Unsustainable Practices

Raising the debt ceiling is far from unprecedented. It’s been done 74 times since March of 1962, and 11 of those hikes occurred in last 15 years. But according to some, there’s much more at stake this time around.

“The level of our debt as a percentage of GDP is now markedly higher than it’s ever been since World War II. More critically, the trend is unsustainable because of going-forward commitments Congress has made to Medicare, Social Security and other programs,” said David Teece, chairman and CEO of the Berkeley Research Group and director of the Institute of Management, Innovation and Organization at the Haas School of Business, University of California, Berkeley.

“There is no way our economy can fulfill these promises. We need to agree now to revise our promises, at least in a going-forward basis. If we don’t cut now, we will be in deep crisis,” Teece continued. “Moreover, just because excessive levels of government spending and debt have been allowed to continue to hold doesn’t mean we should fail to take corrective action now. Rather, excessive expenditures in the past make it all the more imperative we cut now.”

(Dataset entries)
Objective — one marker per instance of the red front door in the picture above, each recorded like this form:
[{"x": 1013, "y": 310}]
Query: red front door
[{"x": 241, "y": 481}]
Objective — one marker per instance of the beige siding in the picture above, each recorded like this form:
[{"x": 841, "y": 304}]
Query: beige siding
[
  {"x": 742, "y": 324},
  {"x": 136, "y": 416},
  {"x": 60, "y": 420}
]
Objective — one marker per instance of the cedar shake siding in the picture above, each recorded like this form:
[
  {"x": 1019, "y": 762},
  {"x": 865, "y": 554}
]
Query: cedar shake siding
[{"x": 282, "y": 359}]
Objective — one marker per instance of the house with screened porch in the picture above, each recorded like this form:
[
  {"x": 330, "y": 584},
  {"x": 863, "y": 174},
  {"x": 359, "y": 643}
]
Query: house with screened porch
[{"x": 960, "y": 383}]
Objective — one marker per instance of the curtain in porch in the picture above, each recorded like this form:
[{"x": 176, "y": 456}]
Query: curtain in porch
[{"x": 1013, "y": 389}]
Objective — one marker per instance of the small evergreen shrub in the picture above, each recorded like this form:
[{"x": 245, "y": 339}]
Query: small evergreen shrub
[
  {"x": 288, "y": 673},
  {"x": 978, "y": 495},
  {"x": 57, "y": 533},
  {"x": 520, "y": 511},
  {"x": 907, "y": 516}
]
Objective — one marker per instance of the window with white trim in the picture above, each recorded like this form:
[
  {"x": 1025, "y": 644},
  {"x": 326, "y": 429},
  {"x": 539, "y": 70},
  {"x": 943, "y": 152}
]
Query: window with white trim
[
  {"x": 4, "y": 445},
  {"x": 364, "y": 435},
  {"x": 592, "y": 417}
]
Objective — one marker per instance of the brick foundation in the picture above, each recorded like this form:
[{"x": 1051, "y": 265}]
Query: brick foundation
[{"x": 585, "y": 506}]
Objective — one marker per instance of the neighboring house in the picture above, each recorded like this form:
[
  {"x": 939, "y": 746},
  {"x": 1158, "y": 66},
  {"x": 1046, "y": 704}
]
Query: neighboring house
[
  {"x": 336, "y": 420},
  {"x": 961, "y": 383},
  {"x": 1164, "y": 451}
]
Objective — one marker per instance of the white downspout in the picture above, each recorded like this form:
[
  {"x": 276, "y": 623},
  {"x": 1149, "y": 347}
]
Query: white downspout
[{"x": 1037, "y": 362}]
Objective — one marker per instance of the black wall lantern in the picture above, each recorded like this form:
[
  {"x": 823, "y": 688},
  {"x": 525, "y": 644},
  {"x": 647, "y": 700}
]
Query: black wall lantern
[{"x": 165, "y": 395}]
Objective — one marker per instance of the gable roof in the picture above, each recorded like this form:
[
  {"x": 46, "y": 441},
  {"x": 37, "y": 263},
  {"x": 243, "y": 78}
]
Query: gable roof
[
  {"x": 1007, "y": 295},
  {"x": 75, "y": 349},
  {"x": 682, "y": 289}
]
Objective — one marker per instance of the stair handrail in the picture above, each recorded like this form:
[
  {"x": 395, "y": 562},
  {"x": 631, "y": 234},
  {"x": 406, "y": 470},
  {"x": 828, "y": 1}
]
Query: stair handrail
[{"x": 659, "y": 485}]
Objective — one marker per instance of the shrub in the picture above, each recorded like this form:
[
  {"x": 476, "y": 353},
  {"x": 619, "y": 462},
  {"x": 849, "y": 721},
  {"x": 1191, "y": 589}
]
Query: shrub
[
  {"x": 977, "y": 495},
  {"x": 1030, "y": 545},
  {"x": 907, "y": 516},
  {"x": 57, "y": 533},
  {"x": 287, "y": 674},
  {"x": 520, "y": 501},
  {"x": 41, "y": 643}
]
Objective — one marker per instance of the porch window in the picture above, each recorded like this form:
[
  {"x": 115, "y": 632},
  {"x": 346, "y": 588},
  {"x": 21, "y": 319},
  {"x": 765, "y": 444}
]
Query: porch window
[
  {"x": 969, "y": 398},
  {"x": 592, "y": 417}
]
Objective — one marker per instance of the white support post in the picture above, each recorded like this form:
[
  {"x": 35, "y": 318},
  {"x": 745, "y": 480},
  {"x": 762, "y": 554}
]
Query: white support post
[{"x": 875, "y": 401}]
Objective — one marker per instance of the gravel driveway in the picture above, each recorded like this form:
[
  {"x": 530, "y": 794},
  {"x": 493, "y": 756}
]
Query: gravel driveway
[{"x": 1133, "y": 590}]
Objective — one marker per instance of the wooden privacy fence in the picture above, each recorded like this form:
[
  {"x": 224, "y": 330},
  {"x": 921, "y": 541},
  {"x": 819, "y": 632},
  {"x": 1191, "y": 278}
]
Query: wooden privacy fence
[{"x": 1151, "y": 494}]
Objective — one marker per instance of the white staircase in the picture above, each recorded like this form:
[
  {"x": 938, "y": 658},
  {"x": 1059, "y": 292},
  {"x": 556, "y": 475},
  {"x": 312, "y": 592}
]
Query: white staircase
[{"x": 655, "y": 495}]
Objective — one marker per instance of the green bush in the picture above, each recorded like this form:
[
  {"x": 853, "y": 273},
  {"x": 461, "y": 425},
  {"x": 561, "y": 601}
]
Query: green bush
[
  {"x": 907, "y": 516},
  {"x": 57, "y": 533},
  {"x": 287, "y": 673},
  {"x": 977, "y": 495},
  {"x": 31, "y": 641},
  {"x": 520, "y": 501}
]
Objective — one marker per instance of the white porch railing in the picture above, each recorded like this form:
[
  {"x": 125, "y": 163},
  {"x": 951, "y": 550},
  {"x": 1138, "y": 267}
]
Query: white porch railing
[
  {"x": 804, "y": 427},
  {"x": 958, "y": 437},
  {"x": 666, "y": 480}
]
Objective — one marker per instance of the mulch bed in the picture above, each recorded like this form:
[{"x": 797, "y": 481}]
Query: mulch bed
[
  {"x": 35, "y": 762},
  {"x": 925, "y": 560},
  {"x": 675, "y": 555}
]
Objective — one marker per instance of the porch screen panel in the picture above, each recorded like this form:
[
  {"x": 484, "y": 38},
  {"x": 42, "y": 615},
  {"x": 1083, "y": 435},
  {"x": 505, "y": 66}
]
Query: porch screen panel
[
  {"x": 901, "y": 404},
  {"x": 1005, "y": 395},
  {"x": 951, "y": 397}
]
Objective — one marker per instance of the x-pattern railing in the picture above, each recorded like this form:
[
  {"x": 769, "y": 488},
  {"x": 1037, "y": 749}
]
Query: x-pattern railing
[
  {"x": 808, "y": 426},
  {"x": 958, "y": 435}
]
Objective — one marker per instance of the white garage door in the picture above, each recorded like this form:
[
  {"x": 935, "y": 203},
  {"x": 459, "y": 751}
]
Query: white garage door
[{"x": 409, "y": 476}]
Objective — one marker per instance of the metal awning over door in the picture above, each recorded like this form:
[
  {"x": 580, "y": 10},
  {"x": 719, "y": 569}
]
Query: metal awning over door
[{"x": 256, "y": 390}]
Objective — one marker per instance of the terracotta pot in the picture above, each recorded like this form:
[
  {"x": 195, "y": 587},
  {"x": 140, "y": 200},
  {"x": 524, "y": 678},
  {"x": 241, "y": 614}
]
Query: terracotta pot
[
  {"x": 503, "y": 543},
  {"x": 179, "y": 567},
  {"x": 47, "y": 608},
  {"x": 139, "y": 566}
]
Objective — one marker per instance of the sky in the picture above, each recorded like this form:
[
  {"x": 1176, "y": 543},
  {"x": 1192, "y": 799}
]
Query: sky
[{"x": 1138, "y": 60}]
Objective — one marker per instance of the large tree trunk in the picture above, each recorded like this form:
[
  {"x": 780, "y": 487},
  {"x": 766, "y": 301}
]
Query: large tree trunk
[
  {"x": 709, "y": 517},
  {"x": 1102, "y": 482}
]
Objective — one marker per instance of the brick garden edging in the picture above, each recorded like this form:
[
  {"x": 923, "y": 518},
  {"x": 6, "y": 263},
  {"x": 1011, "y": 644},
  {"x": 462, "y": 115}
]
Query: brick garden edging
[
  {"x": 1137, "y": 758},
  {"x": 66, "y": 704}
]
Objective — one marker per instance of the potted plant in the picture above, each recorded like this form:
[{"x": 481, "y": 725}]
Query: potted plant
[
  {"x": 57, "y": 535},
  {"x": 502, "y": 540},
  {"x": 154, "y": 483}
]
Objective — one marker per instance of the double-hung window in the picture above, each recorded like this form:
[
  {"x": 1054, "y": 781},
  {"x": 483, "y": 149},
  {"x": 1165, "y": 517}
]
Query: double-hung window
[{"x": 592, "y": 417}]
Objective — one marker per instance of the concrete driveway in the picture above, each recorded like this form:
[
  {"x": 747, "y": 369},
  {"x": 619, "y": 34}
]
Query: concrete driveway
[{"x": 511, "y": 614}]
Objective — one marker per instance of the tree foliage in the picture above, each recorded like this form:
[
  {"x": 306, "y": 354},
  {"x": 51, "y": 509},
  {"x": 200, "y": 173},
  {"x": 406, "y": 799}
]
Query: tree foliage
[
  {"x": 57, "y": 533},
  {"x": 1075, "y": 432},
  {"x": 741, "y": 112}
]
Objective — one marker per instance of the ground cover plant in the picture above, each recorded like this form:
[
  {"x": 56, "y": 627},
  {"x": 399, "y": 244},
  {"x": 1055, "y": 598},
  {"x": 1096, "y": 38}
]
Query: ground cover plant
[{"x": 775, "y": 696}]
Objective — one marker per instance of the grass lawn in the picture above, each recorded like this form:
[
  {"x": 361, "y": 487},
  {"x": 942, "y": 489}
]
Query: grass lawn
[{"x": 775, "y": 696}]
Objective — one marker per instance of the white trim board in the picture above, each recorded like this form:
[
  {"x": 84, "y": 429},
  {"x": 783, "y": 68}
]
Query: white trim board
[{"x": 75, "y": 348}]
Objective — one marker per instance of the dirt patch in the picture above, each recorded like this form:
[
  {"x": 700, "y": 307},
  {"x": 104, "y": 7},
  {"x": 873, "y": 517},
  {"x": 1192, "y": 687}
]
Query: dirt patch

*Work task 1*: Update the debt-ceiling passage: begin at the words "Raising the debt"; stop after "this time around.". Replace "hikes" with "increases".
*Work task 2*: According to the debt-ceiling passage, how many times has the debt ceiling been raised since March of 1962?
*Work task 3*: Resume the debt-ceiling passage, writing on from its final sentence.
These rows were drawn from a separate source.

*Task result 1*:
Raising the debt ceiling is far from unprecedented. It’s been done 74 times since March of 1962, and 11 of those increases occurred in last 15 years. But according to some, there’s much more at stake this time around.

*Task result 2*: 74 times.

*Task result 3*:
When President Barack Obama was a junior senator for Ill. in 2006, he, along with all Democrats, voted against raising the debt ceiling when the Bush administration was faced with a similar dilemma. He has since conceded that vote was a mistake. With the 2012 presidential campaign gearing up, cutting federal programs is not favored by Democrats; many want the ceiling raised. Obama, who has met with GOP leaders on the issue, has requested a statutory debt ceiling increase from $14.294 trillion to $16.7 trillion.

“I would anticipate that they will increase it again, and if they do, it obviously becomes more of a political football,” said Andrew Reina, managing director of Ajilon Finance Solutions, who has experience in public and private financial management, accounting, operations and business improvement.

“There is a lot of uncertainty and concern right now. The longer [politicians] push this back, the more of a negative impact there will be on job creation,” Reina continued. “We are in for a bit of a rocky road whether they increase the debt ceiling or not. At the end of the day, it is not sustainable what we are doing.” Further complicating matters was a warning from the Moody Corporation that it would consider cutting the nation’s credit rating by mid-July if significant progress wasn’t realized. The company provides credit ratings and research covering debt instruments and securities.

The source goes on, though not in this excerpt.